Copy out, word for word, everything from the very start of the rows below down to and including the line that contains "[0,0,650,435]". Leave any pictures out of your copy.

**** Information provided

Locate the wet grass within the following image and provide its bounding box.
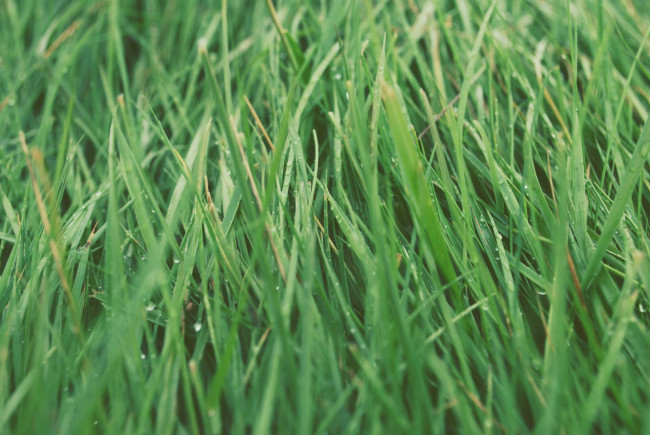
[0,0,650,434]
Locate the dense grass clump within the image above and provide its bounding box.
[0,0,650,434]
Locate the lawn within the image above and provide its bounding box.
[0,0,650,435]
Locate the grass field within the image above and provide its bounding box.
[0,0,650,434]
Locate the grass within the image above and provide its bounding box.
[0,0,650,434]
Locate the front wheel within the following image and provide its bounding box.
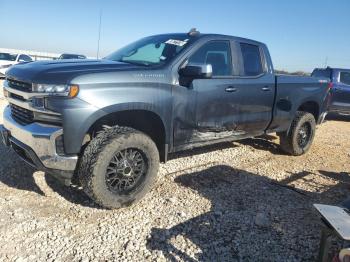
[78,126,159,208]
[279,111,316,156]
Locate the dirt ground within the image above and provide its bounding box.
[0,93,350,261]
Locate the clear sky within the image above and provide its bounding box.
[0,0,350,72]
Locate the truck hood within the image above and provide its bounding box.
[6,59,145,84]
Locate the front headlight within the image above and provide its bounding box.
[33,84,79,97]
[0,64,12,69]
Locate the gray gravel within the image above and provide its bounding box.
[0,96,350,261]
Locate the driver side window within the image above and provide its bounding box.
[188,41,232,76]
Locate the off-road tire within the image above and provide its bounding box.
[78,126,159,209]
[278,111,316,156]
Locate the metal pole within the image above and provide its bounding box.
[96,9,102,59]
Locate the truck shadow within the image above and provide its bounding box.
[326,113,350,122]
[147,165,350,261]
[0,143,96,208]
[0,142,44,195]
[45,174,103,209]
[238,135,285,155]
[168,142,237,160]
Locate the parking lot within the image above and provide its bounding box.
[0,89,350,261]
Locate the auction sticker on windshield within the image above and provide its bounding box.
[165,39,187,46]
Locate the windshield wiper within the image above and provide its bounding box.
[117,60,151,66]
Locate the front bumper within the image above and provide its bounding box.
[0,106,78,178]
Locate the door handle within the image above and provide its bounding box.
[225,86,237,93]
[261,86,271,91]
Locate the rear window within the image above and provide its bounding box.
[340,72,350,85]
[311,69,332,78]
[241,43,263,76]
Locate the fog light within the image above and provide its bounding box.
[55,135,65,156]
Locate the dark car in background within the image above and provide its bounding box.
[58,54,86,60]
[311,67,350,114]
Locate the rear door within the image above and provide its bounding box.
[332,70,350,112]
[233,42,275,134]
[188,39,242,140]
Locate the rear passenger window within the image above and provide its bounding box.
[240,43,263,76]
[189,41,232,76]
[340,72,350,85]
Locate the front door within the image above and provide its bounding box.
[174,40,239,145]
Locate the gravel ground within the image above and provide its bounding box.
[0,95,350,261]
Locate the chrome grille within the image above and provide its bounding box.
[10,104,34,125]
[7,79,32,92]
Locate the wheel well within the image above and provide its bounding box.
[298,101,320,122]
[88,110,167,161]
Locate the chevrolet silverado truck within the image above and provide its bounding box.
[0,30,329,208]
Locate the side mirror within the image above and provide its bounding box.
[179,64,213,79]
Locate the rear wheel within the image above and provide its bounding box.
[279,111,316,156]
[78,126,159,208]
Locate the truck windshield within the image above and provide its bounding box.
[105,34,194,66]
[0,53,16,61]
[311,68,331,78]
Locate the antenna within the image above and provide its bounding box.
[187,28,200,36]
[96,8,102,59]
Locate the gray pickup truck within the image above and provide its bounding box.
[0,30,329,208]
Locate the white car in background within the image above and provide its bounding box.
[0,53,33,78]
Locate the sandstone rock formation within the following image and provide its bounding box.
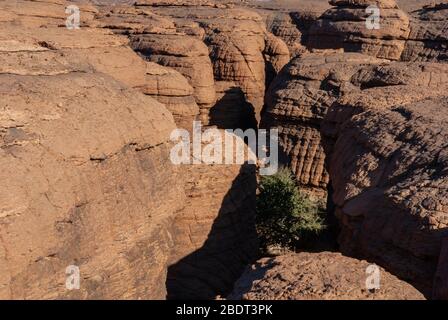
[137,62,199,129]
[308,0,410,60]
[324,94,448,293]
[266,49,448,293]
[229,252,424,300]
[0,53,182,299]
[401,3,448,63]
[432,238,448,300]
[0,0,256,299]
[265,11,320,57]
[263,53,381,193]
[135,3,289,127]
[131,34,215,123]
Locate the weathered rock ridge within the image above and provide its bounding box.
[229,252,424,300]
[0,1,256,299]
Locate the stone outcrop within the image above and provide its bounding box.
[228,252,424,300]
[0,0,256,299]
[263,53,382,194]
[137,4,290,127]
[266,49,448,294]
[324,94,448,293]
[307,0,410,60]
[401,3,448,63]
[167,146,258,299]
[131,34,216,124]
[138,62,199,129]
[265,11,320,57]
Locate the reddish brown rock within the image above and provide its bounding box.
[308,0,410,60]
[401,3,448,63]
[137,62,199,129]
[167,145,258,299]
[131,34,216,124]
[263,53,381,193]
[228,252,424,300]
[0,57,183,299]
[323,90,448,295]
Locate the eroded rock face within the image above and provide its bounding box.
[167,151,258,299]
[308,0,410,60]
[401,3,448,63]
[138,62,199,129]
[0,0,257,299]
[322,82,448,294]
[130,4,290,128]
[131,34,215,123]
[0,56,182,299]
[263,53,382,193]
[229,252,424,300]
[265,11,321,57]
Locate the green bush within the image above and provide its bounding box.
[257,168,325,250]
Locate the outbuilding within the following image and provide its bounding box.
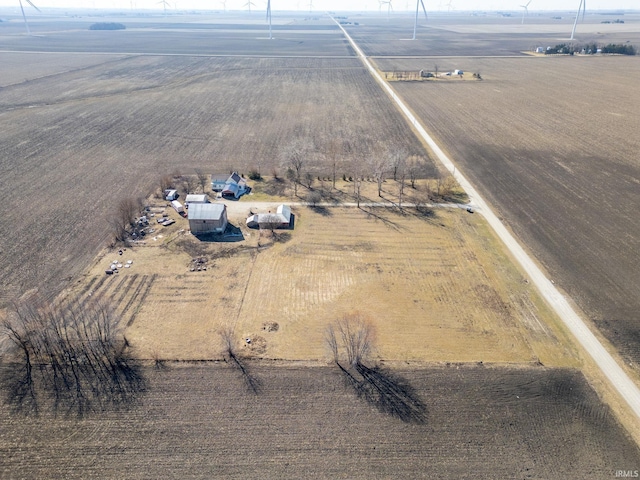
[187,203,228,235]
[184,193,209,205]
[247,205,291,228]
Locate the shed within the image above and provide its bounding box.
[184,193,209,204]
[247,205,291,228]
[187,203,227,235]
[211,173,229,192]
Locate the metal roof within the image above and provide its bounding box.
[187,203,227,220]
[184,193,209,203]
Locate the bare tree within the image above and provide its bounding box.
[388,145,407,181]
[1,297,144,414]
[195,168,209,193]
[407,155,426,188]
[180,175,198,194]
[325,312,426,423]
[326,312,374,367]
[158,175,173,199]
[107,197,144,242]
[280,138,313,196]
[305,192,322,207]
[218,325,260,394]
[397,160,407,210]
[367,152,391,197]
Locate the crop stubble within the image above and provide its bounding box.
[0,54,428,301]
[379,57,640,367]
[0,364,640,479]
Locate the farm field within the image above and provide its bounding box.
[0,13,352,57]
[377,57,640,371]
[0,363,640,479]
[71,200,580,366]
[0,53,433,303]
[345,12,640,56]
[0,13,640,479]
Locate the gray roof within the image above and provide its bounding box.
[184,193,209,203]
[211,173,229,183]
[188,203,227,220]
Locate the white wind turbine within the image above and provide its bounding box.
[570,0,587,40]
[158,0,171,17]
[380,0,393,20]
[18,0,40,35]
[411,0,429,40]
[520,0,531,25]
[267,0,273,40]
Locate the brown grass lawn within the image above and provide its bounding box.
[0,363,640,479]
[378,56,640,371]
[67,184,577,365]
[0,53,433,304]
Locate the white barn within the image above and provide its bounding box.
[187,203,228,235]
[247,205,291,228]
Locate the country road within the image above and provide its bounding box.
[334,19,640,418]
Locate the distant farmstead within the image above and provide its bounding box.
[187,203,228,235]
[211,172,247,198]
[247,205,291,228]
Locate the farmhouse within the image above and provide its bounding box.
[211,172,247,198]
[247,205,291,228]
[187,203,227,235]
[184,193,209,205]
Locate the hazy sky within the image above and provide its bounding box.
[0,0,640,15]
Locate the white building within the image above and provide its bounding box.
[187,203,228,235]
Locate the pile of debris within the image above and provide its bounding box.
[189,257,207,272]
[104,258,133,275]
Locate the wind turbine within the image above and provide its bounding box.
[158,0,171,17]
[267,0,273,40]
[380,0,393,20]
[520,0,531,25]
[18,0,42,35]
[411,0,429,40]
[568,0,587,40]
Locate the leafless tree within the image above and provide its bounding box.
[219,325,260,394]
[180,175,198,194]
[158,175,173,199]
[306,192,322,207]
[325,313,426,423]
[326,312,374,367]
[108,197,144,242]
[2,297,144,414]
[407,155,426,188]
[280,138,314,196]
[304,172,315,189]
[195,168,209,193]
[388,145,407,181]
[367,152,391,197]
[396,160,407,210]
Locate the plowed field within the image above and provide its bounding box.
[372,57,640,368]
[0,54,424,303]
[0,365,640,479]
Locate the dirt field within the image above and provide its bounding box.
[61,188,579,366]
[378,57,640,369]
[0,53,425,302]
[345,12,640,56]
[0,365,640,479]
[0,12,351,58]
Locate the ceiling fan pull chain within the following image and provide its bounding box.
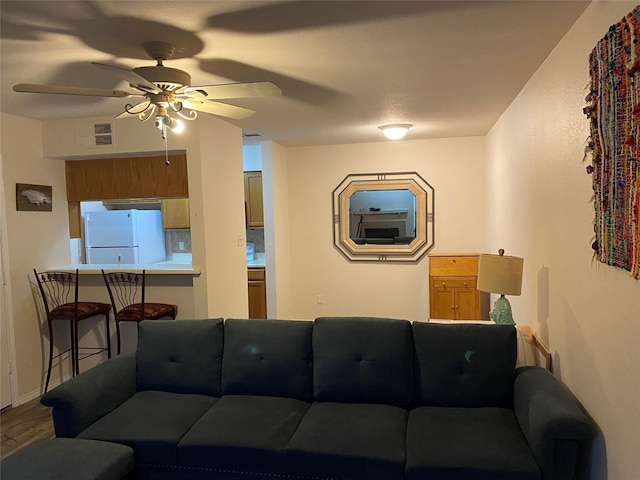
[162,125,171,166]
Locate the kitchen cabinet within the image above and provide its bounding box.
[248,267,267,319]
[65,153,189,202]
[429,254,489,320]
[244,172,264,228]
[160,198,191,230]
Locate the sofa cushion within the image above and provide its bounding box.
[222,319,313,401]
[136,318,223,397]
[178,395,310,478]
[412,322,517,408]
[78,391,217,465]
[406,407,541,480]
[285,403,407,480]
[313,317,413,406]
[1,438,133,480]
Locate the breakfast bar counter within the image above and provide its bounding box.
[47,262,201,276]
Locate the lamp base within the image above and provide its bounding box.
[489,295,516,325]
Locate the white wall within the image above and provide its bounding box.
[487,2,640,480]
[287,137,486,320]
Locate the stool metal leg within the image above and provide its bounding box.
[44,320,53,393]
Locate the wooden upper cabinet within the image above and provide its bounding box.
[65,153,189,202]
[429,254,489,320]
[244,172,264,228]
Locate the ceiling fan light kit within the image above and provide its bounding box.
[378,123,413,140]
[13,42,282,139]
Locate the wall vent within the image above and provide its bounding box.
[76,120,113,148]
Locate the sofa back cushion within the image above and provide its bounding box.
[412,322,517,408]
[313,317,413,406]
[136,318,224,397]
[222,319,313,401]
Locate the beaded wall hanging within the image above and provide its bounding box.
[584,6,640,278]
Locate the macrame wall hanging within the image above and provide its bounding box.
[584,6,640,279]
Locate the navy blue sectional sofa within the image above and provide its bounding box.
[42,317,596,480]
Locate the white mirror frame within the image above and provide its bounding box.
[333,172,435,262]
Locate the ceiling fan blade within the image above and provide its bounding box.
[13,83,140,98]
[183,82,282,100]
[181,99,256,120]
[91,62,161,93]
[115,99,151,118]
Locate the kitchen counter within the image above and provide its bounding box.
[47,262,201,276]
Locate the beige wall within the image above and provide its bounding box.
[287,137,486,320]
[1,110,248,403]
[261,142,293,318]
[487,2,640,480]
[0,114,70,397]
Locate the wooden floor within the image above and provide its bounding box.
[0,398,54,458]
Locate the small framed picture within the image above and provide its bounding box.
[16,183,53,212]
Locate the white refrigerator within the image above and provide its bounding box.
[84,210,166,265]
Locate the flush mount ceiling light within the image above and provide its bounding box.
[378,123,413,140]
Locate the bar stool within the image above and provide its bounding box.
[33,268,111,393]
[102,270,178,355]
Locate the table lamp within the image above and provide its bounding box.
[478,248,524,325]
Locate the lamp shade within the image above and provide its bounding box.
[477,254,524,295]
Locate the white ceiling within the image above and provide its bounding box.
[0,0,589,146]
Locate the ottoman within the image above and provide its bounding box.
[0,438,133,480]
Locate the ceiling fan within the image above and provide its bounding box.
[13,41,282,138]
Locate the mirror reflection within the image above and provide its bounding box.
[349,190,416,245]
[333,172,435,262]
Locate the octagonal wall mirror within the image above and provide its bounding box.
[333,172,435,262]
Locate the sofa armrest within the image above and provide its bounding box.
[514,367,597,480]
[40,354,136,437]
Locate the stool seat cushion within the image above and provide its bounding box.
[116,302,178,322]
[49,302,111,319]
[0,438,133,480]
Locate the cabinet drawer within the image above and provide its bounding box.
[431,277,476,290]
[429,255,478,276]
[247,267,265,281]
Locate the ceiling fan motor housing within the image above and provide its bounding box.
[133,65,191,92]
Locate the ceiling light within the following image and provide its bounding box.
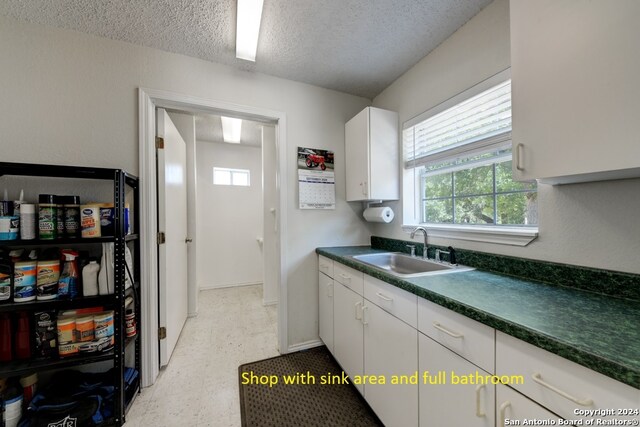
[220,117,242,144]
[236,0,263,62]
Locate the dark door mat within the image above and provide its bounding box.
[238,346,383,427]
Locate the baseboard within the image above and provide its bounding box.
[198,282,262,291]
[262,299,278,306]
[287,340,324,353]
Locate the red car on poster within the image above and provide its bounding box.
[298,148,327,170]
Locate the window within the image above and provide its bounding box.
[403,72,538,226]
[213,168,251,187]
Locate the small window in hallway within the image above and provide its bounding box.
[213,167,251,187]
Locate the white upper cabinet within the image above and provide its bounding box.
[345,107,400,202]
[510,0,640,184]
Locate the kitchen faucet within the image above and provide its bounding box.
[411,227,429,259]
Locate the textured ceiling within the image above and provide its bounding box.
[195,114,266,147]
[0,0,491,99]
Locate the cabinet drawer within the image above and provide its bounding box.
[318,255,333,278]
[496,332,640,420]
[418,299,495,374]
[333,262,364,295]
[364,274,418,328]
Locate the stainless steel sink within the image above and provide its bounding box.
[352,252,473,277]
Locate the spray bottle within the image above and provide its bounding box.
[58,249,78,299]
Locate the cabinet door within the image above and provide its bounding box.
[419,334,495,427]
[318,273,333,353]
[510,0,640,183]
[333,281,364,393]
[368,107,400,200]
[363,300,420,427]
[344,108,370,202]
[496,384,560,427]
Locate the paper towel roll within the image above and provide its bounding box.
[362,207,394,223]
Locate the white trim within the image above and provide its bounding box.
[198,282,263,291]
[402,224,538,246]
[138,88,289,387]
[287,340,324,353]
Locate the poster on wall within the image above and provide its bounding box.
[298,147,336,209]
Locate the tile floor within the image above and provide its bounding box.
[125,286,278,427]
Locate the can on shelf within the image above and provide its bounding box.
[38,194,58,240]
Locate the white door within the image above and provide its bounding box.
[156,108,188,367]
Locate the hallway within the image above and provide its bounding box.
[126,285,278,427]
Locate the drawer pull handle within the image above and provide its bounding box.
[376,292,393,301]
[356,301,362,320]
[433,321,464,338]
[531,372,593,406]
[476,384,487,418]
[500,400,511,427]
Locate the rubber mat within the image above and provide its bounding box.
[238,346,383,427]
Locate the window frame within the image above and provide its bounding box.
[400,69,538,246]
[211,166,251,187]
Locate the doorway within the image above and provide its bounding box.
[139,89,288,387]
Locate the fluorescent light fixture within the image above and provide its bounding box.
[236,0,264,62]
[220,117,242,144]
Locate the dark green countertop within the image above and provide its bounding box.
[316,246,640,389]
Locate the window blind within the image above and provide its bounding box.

********

• _Full response_:
Locate the wet grass within the following image and provide its bounding box.
[0,0,650,434]
Locate the dense grass clump within the image above and provide its bounding box.
[0,0,650,434]
Locate the lawn within the image above and provide its bounding box.
[0,0,650,435]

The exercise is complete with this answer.